Provided information:
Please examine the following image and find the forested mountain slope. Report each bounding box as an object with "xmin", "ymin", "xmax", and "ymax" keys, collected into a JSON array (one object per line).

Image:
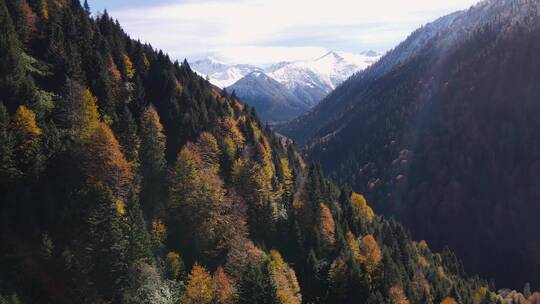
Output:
[
  {"xmin": 279, "ymin": 0, "xmax": 540, "ymax": 287},
  {"xmin": 0, "ymin": 0, "xmax": 524, "ymax": 304}
]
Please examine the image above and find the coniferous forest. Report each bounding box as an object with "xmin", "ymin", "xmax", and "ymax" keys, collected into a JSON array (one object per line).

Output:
[{"xmin": 0, "ymin": 0, "xmax": 540, "ymax": 304}]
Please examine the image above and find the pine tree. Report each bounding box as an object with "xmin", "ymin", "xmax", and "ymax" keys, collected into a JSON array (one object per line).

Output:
[
  {"xmin": 83, "ymin": 0, "xmax": 92, "ymax": 16},
  {"xmin": 181, "ymin": 264, "xmax": 215, "ymax": 304},
  {"xmin": 139, "ymin": 106, "xmax": 167, "ymax": 217},
  {"xmin": 238, "ymin": 262, "xmax": 277, "ymax": 304},
  {"xmin": 0, "ymin": 103, "xmax": 21, "ymax": 185}
]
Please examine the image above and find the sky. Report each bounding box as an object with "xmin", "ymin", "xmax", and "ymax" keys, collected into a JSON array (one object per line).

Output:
[{"xmin": 87, "ymin": 0, "xmax": 478, "ymax": 65}]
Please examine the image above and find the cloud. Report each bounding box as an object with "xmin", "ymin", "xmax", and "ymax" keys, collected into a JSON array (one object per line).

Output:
[{"xmin": 107, "ymin": 0, "xmax": 477, "ymax": 64}]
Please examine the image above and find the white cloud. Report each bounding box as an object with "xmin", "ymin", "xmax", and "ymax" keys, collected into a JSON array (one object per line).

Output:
[{"xmin": 111, "ymin": 0, "xmax": 477, "ymax": 64}]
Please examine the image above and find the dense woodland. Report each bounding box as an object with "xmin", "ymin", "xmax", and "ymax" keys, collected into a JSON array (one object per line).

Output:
[
  {"xmin": 278, "ymin": 0, "xmax": 540, "ymax": 288},
  {"xmin": 0, "ymin": 0, "xmax": 540, "ymax": 304}
]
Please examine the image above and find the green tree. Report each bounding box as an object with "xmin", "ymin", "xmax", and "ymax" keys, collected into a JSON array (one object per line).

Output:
[
  {"xmin": 181, "ymin": 264, "xmax": 215, "ymax": 304},
  {"xmin": 238, "ymin": 262, "xmax": 278, "ymax": 304},
  {"xmin": 139, "ymin": 106, "xmax": 167, "ymax": 217}
]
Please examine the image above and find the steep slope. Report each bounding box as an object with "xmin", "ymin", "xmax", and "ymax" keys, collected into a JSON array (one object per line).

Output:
[
  {"xmin": 227, "ymin": 72, "xmax": 309, "ymax": 122},
  {"xmin": 196, "ymin": 51, "xmax": 380, "ymax": 123},
  {"xmin": 267, "ymin": 52, "xmax": 380, "ymax": 106},
  {"xmin": 279, "ymin": 0, "xmax": 540, "ymax": 287},
  {"xmin": 0, "ymin": 0, "xmax": 532, "ymax": 304},
  {"xmin": 191, "ymin": 57, "xmax": 261, "ymax": 88}
]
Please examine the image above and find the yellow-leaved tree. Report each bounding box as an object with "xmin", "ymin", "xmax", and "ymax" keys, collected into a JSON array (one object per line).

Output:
[
  {"xmin": 213, "ymin": 266, "xmax": 238, "ymax": 304},
  {"xmin": 82, "ymin": 123, "xmax": 133, "ymax": 200},
  {"xmin": 78, "ymin": 89, "xmax": 99, "ymax": 139},
  {"xmin": 268, "ymin": 250, "xmax": 302, "ymax": 304},
  {"xmin": 360, "ymin": 234, "xmax": 382, "ymax": 274},
  {"xmin": 11, "ymin": 106, "xmax": 43, "ymax": 172},
  {"xmin": 441, "ymin": 297, "xmax": 458, "ymax": 304},
  {"xmin": 388, "ymin": 286, "xmax": 409, "ymax": 304},
  {"xmin": 319, "ymin": 203, "xmax": 336, "ymax": 250},
  {"xmin": 351, "ymin": 192, "xmax": 375, "ymax": 223},
  {"xmin": 122, "ymin": 53, "xmax": 135, "ymax": 79}
]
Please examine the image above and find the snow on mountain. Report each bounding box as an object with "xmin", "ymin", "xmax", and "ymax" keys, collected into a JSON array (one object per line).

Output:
[
  {"xmin": 268, "ymin": 52, "xmax": 380, "ymax": 93},
  {"xmin": 266, "ymin": 51, "xmax": 381, "ymax": 106},
  {"xmin": 191, "ymin": 57, "xmax": 261, "ymax": 88},
  {"xmin": 191, "ymin": 51, "xmax": 381, "ymax": 121},
  {"xmin": 227, "ymin": 71, "xmax": 309, "ymax": 122}
]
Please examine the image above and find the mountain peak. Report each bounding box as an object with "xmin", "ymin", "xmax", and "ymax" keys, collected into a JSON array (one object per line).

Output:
[{"xmin": 317, "ymin": 51, "xmax": 344, "ymax": 61}]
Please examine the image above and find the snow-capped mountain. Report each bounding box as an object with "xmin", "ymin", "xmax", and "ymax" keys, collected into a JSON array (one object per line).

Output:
[
  {"xmin": 191, "ymin": 57, "xmax": 262, "ymax": 88},
  {"xmin": 191, "ymin": 51, "xmax": 381, "ymax": 121},
  {"xmin": 227, "ymin": 71, "xmax": 309, "ymax": 122},
  {"xmin": 267, "ymin": 52, "xmax": 380, "ymax": 98}
]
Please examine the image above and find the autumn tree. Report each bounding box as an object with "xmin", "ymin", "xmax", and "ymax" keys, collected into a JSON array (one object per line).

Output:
[
  {"xmin": 165, "ymin": 251, "xmax": 185, "ymax": 280},
  {"xmin": 170, "ymin": 144, "xmax": 234, "ymax": 262},
  {"xmin": 150, "ymin": 219, "xmax": 167, "ymax": 253},
  {"xmin": 441, "ymin": 297, "xmax": 458, "ymax": 304},
  {"xmin": 0, "ymin": 103, "xmax": 21, "ymax": 185},
  {"xmin": 359, "ymin": 234, "xmax": 382, "ymax": 274},
  {"xmin": 238, "ymin": 261, "xmax": 279, "ymax": 304},
  {"xmin": 11, "ymin": 106, "xmax": 43, "ymax": 173},
  {"xmin": 82, "ymin": 123, "xmax": 133, "ymax": 200},
  {"xmin": 139, "ymin": 106, "xmax": 167, "ymax": 216},
  {"xmin": 181, "ymin": 264, "xmax": 215, "ymax": 304},
  {"xmin": 197, "ymin": 132, "xmax": 221, "ymax": 173},
  {"xmin": 212, "ymin": 267, "xmax": 238, "ymax": 304},
  {"xmin": 351, "ymin": 192, "xmax": 374, "ymax": 223},
  {"xmin": 268, "ymin": 250, "xmax": 302, "ymax": 304},
  {"xmin": 388, "ymin": 286, "xmax": 409, "ymax": 304},
  {"xmin": 319, "ymin": 203, "xmax": 336, "ymax": 250},
  {"xmin": 122, "ymin": 53, "xmax": 135, "ymax": 79}
]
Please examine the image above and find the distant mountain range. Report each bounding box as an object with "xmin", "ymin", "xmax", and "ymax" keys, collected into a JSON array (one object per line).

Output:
[
  {"xmin": 277, "ymin": 0, "xmax": 540, "ymax": 287},
  {"xmin": 191, "ymin": 51, "xmax": 381, "ymax": 122}
]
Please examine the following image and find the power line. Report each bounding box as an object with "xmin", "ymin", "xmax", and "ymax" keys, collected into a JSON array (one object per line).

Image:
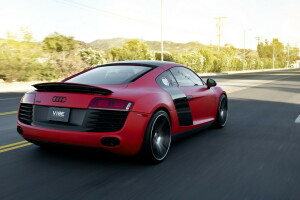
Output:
[{"xmin": 55, "ymin": 0, "xmax": 207, "ymax": 39}]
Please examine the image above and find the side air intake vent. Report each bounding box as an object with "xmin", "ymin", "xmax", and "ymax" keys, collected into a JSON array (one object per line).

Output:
[{"xmin": 18, "ymin": 103, "xmax": 33, "ymax": 125}]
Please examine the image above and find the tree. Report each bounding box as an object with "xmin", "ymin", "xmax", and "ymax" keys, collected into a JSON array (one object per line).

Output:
[
  {"xmin": 79, "ymin": 49, "xmax": 106, "ymax": 67},
  {"xmin": 43, "ymin": 32, "xmax": 76, "ymax": 53},
  {"xmin": 109, "ymin": 39, "xmax": 150, "ymax": 61},
  {"xmin": 155, "ymin": 52, "xmax": 174, "ymax": 62}
]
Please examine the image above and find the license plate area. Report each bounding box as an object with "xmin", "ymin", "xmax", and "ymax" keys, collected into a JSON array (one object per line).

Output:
[{"xmin": 48, "ymin": 107, "xmax": 70, "ymax": 122}]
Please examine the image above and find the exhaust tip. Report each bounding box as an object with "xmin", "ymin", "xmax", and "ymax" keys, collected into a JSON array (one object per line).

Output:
[
  {"xmin": 17, "ymin": 126, "xmax": 23, "ymax": 135},
  {"xmin": 101, "ymin": 137, "xmax": 121, "ymax": 147}
]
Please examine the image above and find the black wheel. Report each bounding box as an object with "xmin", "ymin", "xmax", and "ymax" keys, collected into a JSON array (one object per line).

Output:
[
  {"xmin": 214, "ymin": 94, "xmax": 228, "ymax": 128},
  {"xmin": 141, "ymin": 110, "xmax": 171, "ymax": 163}
]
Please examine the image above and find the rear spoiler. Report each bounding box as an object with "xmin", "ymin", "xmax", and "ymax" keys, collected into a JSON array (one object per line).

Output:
[{"xmin": 32, "ymin": 82, "xmax": 113, "ymax": 95}]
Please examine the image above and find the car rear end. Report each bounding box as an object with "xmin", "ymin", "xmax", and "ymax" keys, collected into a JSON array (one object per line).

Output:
[{"xmin": 17, "ymin": 64, "xmax": 155, "ymax": 155}]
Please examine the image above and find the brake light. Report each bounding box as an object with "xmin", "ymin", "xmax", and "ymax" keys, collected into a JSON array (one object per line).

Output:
[
  {"xmin": 89, "ymin": 97, "xmax": 132, "ymax": 111},
  {"xmin": 21, "ymin": 93, "xmax": 35, "ymax": 104}
]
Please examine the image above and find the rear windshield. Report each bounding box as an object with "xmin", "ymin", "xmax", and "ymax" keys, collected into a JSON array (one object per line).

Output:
[{"xmin": 66, "ymin": 65, "xmax": 152, "ymax": 85}]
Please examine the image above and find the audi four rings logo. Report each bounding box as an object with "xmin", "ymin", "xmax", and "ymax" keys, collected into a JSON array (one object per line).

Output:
[{"xmin": 52, "ymin": 96, "xmax": 67, "ymax": 103}]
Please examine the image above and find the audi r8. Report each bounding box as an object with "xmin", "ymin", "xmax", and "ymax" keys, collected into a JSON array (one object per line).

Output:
[{"xmin": 17, "ymin": 61, "xmax": 228, "ymax": 163}]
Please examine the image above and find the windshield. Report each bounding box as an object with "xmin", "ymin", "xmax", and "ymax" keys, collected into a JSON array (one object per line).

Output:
[{"xmin": 65, "ymin": 65, "xmax": 152, "ymax": 85}]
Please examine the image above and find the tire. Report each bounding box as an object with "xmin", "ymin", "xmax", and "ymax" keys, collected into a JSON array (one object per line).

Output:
[
  {"xmin": 140, "ymin": 110, "xmax": 171, "ymax": 164},
  {"xmin": 214, "ymin": 94, "xmax": 228, "ymax": 128}
]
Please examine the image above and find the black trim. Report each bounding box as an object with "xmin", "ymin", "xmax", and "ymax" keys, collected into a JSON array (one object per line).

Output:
[
  {"xmin": 23, "ymin": 137, "xmax": 109, "ymax": 153},
  {"xmin": 172, "ymin": 121, "xmax": 214, "ymax": 142},
  {"xmin": 101, "ymin": 60, "xmax": 177, "ymax": 68},
  {"xmin": 156, "ymin": 70, "xmax": 193, "ymax": 126},
  {"xmin": 33, "ymin": 82, "xmax": 112, "ymax": 95}
]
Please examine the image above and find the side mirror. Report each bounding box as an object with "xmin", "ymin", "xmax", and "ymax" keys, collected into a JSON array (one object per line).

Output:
[{"xmin": 206, "ymin": 78, "xmax": 217, "ymax": 89}]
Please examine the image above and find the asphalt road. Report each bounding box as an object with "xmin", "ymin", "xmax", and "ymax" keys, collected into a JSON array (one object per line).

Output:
[{"xmin": 0, "ymin": 69, "xmax": 300, "ymax": 200}]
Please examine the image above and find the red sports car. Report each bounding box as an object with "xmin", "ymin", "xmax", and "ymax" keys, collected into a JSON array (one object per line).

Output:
[{"xmin": 17, "ymin": 61, "xmax": 228, "ymax": 162}]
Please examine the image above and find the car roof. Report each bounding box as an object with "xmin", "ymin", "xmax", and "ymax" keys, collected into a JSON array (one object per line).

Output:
[{"xmin": 101, "ymin": 60, "xmax": 178, "ymax": 68}]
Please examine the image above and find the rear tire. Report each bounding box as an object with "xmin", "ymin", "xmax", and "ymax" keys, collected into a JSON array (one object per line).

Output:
[
  {"xmin": 214, "ymin": 94, "xmax": 228, "ymax": 128},
  {"xmin": 140, "ymin": 110, "xmax": 171, "ymax": 164}
]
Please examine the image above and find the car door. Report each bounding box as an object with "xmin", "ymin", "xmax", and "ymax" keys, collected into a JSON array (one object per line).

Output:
[{"xmin": 170, "ymin": 67, "xmax": 216, "ymax": 125}]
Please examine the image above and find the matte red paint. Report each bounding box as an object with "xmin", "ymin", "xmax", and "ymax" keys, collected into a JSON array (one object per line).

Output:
[{"xmin": 18, "ymin": 63, "xmax": 226, "ymax": 155}]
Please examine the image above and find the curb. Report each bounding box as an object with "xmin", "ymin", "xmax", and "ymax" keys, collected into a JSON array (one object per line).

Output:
[{"xmin": 197, "ymin": 67, "xmax": 299, "ymax": 76}]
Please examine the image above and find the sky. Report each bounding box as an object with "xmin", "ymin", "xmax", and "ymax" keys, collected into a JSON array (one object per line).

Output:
[{"xmin": 0, "ymin": 0, "xmax": 300, "ymax": 49}]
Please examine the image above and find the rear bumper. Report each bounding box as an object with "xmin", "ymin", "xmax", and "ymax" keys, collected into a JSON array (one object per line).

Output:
[{"xmin": 18, "ymin": 112, "xmax": 150, "ymax": 155}]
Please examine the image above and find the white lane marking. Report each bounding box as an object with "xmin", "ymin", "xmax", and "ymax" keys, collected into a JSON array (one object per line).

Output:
[
  {"xmin": 295, "ymin": 115, "xmax": 300, "ymax": 124},
  {"xmin": 0, "ymin": 97, "xmax": 22, "ymax": 101}
]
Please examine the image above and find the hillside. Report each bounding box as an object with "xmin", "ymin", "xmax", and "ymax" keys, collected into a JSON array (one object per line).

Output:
[{"xmin": 89, "ymin": 38, "xmax": 206, "ymax": 52}]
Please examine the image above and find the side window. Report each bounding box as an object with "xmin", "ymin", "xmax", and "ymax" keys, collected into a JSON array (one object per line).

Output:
[
  {"xmin": 156, "ymin": 71, "xmax": 178, "ymax": 88},
  {"xmin": 170, "ymin": 67, "xmax": 203, "ymax": 86}
]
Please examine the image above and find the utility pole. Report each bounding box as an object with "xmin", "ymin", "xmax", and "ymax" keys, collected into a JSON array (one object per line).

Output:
[
  {"xmin": 215, "ymin": 17, "xmax": 227, "ymax": 51},
  {"xmin": 243, "ymin": 29, "xmax": 251, "ymax": 71},
  {"xmin": 243, "ymin": 30, "xmax": 246, "ymax": 71},
  {"xmin": 272, "ymin": 39, "xmax": 275, "ymax": 69},
  {"xmin": 255, "ymin": 37, "xmax": 261, "ymax": 45},
  {"xmin": 160, "ymin": 0, "xmax": 164, "ymax": 61},
  {"xmin": 286, "ymin": 43, "xmax": 290, "ymax": 68}
]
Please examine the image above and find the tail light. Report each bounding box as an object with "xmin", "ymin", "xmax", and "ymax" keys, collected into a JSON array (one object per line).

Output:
[
  {"xmin": 20, "ymin": 92, "xmax": 35, "ymax": 104},
  {"xmin": 89, "ymin": 97, "xmax": 133, "ymax": 111}
]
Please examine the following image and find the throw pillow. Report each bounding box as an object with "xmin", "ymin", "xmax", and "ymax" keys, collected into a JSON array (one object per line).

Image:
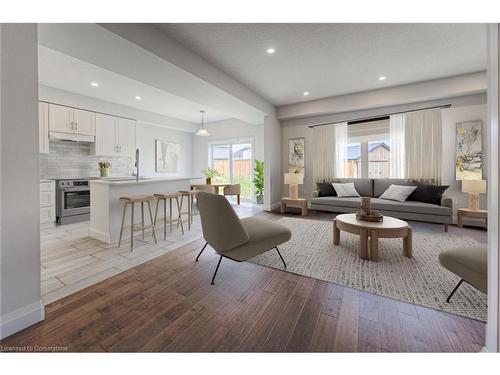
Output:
[
  {"xmin": 408, "ymin": 185, "xmax": 449, "ymax": 204},
  {"xmin": 332, "ymin": 182, "xmax": 360, "ymax": 198},
  {"xmin": 379, "ymin": 185, "xmax": 417, "ymax": 202},
  {"xmin": 318, "ymin": 182, "xmax": 337, "ymax": 197}
]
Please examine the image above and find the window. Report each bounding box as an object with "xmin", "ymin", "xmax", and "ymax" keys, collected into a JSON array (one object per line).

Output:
[
  {"xmin": 211, "ymin": 142, "xmax": 253, "ymax": 199},
  {"xmin": 368, "ymin": 140, "xmax": 391, "ymax": 178},
  {"xmin": 345, "ymin": 143, "xmax": 361, "ymax": 178}
]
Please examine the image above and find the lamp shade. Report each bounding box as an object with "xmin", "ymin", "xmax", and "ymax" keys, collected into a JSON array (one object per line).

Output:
[
  {"xmin": 285, "ymin": 173, "xmax": 304, "ymax": 185},
  {"xmin": 462, "ymin": 180, "xmax": 486, "ymax": 194}
]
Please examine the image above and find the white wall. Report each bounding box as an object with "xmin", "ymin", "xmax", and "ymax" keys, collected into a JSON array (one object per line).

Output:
[
  {"xmin": 0, "ymin": 24, "xmax": 44, "ymax": 338},
  {"xmin": 136, "ymin": 122, "xmax": 193, "ymax": 177},
  {"xmin": 281, "ymin": 104, "xmax": 488, "ymax": 225}
]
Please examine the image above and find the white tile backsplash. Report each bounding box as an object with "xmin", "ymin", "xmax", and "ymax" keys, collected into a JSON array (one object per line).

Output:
[{"xmin": 40, "ymin": 139, "xmax": 133, "ymax": 179}]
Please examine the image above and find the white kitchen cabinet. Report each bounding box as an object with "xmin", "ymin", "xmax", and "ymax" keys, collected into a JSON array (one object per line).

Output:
[
  {"xmin": 49, "ymin": 104, "xmax": 75, "ymax": 133},
  {"xmin": 38, "ymin": 102, "xmax": 49, "ymax": 154},
  {"xmin": 49, "ymin": 104, "xmax": 95, "ymax": 138},
  {"xmin": 93, "ymin": 113, "xmax": 136, "ymax": 156},
  {"xmin": 73, "ymin": 109, "xmax": 96, "ymax": 135},
  {"xmin": 40, "ymin": 180, "xmax": 56, "ymax": 228}
]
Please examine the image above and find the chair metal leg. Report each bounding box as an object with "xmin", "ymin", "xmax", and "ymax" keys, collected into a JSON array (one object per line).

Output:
[
  {"xmin": 147, "ymin": 201, "xmax": 158, "ymax": 243},
  {"xmin": 130, "ymin": 202, "xmax": 135, "ymax": 252},
  {"xmin": 118, "ymin": 203, "xmax": 128, "ymax": 247},
  {"xmin": 175, "ymin": 197, "xmax": 184, "ymax": 234},
  {"xmin": 212, "ymin": 255, "xmax": 222, "ymax": 285},
  {"xmin": 141, "ymin": 202, "xmax": 149, "ymax": 240},
  {"xmin": 195, "ymin": 242, "xmax": 208, "ymax": 262},
  {"xmin": 163, "ymin": 198, "xmax": 168, "ymax": 240},
  {"xmin": 275, "ymin": 246, "xmax": 286, "ymax": 268},
  {"xmin": 446, "ymin": 279, "xmax": 464, "ymax": 303}
]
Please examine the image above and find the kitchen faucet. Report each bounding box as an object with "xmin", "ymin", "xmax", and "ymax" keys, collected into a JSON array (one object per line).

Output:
[{"xmin": 132, "ymin": 149, "xmax": 141, "ymax": 182}]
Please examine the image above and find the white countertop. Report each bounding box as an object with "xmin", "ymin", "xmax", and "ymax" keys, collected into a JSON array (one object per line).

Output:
[{"xmin": 90, "ymin": 177, "xmax": 197, "ymax": 186}]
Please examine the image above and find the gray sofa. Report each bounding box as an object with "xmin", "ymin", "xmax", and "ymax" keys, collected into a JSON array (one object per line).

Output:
[{"xmin": 310, "ymin": 178, "xmax": 453, "ymax": 231}]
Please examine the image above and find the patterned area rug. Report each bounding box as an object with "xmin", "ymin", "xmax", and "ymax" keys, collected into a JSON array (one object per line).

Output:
[{"xmin": 252, "ymin": 217, "xmax": 487, "ymax": 321}]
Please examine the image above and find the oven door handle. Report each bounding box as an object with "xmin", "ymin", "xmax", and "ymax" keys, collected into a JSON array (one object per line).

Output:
[{"xmin": 61, "ymin": 187, "xmax": 90, "ymax": 193}]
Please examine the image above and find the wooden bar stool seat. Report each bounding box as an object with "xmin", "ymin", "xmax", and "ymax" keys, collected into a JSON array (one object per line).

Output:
[
  {"xmin": 154, "ymin": 193, "xmax": 184, "ymax": 240},
  {"xmin": 179, "ymin": 190, "xmax": 199, "ymax": 230},
  {"xmin": 118, "ymin": 195, "xmax": 158, "ymax": 251}
]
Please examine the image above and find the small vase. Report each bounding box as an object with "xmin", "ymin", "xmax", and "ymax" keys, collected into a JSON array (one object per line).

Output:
[{"xmin": 99, "ymin": 168, "xmax": 109, "ymax": 177}]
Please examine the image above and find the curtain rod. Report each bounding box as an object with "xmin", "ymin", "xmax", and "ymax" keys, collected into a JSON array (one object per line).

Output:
[{"xmin": 309, "ymin": 104, "xmax": 451, "ymax": 128}]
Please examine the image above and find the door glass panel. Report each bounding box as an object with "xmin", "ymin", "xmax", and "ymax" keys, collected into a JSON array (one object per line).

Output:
[
  {"xmin": 212, "ymin": 145, "xmax": 231, "ymax": 183},
  {"xmin": 231, "ymin": 143, "xmax": 252, "ymax": 198}
]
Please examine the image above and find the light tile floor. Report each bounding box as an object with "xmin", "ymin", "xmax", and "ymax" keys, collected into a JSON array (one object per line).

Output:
[{"xmin": 41, "ymin": 202, "xmax": 262, "ymax": 304}]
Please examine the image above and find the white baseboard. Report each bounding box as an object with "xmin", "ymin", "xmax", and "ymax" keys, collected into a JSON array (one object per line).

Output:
[
  {"xmin": 0, "ymin": 301, "xmax": 45, "ymax": 339},
  {"xmin": 89, "ymin": 228, "xmax": 111, "ymax": 244}
]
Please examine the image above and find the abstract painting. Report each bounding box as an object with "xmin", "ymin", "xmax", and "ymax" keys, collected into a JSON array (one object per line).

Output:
[
  {"xmin": 455, "ymin": 121, "xmax": 483, "ymax": 180},
  {"xmin": 288, "ymin": 138, "xmax": 306, "ymax": 173},
  {"xmin": 155, "ymin": 139, "xmax": 181, "ymax": 173}
]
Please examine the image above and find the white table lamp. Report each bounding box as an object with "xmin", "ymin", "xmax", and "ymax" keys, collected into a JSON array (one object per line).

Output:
[
  {"xmin": 462, "ymin": 180, "xmax": 486, "ymax": 211},
  {"xmin": 285, "ymin": 173, "xmax": 304, "ymax": 199}
]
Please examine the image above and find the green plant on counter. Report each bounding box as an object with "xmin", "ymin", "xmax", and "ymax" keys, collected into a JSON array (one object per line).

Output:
[
  {"xmin": 253, "ymin": 159, "xmax": 264, "ymax": 204},
  {"xmin": 201, "ymin": 168, "xmax": 221, "ymax": 178}
]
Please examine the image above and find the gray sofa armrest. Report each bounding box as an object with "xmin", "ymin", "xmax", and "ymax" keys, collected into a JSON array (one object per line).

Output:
[{"xmin": 441, "ymin": 196, "xmax": 453, "ymax": 208}]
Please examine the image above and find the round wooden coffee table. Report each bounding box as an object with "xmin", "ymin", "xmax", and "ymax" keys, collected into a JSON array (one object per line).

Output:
[{"xmin": 333, "ymin": 214, "xmax": 412, "ymax": 262}]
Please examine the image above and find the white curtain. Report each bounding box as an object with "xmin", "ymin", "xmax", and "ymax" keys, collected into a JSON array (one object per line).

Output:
[
  {"xmin": 389, "ymin": 114, "xmax": 405, "ymax": 178},
  {"xmin": 334, "ymin": 122, "xmax": 348, "ymax": 178},
  {"xmin": 313, "ymin": 124, "xmax": 335, "ymax": 182},
  {"xmin": 405, "ymin": 109, "xmax": 443, "ymax": 184}
]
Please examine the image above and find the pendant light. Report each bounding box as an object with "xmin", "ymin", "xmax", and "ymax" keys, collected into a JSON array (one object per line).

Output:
[{"xmin": 196, "ymin": 111, "xmax": 210, "ymax": 137}]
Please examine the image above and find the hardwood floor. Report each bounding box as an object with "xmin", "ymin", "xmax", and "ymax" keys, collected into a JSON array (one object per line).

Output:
[{"xmin": 1, "ymin": 232, "xmax": 485, "ymax": 352}]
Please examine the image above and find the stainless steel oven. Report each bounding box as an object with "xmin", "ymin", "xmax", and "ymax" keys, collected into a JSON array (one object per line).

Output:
[{"xmin": 56, "ymin": 179, "xmax": 90, "ymax": 224}]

Task description:
Pull out each line in the listing above that contains the word "black", and give those lines in their original order.

Solution to the problem:
Please examine the image above and find the black wheel. Report each bounding box as an object with "xmin", "ymin", "xmax", and "ymax" keys, collected into a JSON array (one object per line).
Please examine the image above and find the black trim. Report each bounding box as an object with "xmin", "ymin", "xmax", and "ymax" keys, collected into a JSON array (one object per line).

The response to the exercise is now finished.